Would you work out how many lines below include the word "fork"? Only that number is wanted.

Start of Given records

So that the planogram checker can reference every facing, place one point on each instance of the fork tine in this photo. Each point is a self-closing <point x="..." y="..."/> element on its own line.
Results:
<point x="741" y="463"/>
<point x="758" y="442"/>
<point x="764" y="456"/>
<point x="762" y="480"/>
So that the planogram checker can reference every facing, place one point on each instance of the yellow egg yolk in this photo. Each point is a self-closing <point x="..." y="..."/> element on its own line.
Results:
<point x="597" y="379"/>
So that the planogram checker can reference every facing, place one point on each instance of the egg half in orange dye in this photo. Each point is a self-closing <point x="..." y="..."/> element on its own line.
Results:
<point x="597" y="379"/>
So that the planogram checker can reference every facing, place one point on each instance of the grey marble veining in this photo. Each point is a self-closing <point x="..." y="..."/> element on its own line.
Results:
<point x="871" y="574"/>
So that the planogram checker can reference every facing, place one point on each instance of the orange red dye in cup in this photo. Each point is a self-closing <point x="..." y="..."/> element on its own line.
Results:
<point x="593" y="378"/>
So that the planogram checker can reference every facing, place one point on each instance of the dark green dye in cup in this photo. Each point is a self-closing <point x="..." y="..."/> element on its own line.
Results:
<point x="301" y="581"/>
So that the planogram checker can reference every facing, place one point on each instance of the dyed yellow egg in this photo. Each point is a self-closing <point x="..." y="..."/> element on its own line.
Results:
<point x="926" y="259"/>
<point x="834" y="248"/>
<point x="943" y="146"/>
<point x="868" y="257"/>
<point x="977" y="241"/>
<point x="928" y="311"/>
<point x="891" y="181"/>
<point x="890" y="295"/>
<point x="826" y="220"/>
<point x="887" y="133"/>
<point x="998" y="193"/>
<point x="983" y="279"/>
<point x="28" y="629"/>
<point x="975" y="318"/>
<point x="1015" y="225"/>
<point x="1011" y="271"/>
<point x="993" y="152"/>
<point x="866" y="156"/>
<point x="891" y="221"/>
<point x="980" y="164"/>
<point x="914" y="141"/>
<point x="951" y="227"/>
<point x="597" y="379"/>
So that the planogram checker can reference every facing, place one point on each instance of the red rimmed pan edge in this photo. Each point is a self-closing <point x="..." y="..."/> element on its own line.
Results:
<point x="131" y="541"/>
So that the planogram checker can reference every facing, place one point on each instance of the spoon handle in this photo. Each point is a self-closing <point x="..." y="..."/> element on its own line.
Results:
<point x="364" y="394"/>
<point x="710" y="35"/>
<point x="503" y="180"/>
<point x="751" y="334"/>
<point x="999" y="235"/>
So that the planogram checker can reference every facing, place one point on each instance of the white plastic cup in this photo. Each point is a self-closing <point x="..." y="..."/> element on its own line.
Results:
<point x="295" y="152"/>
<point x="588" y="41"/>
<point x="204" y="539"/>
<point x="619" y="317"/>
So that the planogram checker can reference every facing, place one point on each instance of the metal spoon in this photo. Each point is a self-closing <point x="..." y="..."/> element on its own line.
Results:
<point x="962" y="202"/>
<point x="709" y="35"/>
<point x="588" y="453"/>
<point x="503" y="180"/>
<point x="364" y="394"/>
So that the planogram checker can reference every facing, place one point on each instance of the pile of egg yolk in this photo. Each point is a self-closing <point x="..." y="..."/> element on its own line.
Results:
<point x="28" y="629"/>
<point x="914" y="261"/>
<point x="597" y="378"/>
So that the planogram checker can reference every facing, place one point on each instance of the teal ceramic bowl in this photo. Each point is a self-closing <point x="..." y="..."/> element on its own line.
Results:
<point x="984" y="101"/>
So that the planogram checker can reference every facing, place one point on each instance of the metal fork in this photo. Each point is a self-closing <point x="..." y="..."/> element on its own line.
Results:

End of Given records

- [Answer to this problem] 2